Here is what I do to get 1000+ beakers per turn on deity. Got some ideas from tommynt and few others on civfanatics. I find the players who are good and read all their posts, most posts here are noise (not making any judgement on noise.) Last deity science win I was over 1200 beakers per turn (went Inca, I just love their incredible production and start bias - plus saving lots of money on roads. With start bias and hill movement, great at defending vs enemies in start hard to attack.)

Here is my post from "deity challenge" where no trading with AI allowed except lux-for-lux: (played an isolated start, I wanted to see how I tech vs AI.)
http://forums.civfanatics.com/showthread.php?t=473761

Policies:

*Go strict liberty, and delay building monuments in my other cities until I know that my first policy after liberty will be rationalism. Once in renaissance culture building very important. Had 6 cities. Building settlers without liberty takes way too long I think. Longer settler build time means longer stagnation time and hammers wasted. You will have to buy some tiles as borders grow slower, but you are saving $ for not having to maintain monuments.

Data lines:
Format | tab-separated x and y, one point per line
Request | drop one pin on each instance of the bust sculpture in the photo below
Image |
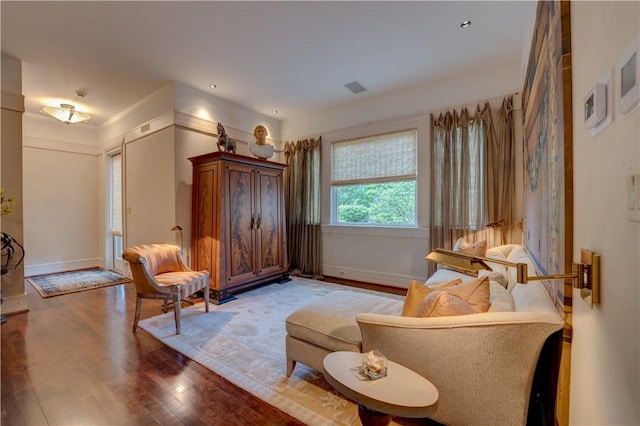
260	148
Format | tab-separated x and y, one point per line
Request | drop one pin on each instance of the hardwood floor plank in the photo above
73	359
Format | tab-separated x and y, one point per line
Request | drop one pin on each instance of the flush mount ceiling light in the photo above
66	113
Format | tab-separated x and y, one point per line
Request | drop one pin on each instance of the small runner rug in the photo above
244	341
70	282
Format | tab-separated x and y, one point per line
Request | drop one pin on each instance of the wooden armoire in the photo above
238	228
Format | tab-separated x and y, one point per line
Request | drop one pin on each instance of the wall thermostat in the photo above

Short exercise 1:
From the forum post on deity play, copy the passage that begins at the words "Here is what" and stops after "tech vs AI.)".
Short exercise 2:
In the forum post on deity play, which civilization did the writer play in the last deity science win?

Finished answer 1:
Here is what I do to get 1000+ beakers per turn on deity. Got some ideas from tommynt and few others on civfanatics. I find the players who are good and read all their posts, most posts here are noise (not making any judgement on noise.) Last deity science win I was over 1200 beakers per turn (went Inca, I just love their incredible production and start bias - plus saving lots of money on roads. With start bias and hill movement, great at defending vs enemies in start hard to attack.)

Here is my post from "deity challenge" where no trading with AI allowed except lux-for-lux: (played an isolated start, I wanted to see how I tech vs AI.)

Finished answer 2:
Inca.